─── Exercise input ───

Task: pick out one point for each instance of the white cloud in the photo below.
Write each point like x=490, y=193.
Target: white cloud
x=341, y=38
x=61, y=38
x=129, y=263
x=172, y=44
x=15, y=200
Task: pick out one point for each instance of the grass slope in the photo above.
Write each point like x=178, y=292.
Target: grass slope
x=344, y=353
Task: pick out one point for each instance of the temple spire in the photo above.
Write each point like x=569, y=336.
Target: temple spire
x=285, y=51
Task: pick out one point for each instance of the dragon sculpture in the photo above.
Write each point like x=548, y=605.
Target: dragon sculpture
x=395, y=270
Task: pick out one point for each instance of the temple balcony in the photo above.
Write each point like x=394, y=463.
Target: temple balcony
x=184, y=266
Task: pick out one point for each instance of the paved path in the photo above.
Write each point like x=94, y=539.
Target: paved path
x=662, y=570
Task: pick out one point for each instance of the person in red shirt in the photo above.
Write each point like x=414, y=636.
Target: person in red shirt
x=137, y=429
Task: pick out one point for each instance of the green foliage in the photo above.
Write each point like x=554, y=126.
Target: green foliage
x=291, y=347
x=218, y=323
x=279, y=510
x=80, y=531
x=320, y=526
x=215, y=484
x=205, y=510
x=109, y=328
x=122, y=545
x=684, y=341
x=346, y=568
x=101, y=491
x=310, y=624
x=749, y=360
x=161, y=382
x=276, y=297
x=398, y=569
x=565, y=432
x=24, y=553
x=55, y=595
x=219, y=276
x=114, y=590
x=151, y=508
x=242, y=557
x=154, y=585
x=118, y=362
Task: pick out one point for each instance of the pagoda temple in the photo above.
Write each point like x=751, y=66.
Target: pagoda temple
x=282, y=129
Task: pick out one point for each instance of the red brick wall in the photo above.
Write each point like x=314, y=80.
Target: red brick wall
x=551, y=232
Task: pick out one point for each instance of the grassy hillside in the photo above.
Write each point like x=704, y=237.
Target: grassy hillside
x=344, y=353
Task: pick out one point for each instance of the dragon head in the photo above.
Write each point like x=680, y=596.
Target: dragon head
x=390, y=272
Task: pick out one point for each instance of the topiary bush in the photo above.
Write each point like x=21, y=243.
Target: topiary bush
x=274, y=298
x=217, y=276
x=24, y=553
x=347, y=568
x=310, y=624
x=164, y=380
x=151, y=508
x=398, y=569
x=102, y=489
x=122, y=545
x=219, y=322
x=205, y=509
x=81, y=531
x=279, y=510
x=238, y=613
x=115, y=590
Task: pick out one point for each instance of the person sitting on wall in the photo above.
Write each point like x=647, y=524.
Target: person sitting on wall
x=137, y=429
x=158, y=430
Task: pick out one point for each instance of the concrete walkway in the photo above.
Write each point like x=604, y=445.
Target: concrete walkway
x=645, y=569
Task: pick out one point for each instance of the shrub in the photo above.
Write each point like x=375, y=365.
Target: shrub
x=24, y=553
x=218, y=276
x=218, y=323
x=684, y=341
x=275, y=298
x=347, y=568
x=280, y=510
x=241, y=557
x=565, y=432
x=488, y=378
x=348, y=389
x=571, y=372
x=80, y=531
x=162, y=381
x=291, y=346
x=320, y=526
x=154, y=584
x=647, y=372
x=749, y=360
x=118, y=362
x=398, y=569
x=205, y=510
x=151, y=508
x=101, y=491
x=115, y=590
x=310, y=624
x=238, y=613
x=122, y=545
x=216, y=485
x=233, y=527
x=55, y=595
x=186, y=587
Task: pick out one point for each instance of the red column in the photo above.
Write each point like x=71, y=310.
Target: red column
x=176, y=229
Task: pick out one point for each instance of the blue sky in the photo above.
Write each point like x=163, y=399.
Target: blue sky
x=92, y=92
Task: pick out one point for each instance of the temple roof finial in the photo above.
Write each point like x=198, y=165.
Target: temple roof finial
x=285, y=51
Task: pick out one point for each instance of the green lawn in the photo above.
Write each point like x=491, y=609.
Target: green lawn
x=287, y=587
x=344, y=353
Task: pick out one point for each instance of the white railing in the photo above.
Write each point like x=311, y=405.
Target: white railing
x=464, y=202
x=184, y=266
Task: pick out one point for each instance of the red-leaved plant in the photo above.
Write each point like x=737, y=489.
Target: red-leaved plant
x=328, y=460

───

- **Try it**
In the records above, find the line containing "Write each point like x=737, y=489." and print it and every later line exactly, through the last one.

- **Solution to this exercise**
Write each point like x=737, y=489.
Target: red-leaved plant
x=328, y=460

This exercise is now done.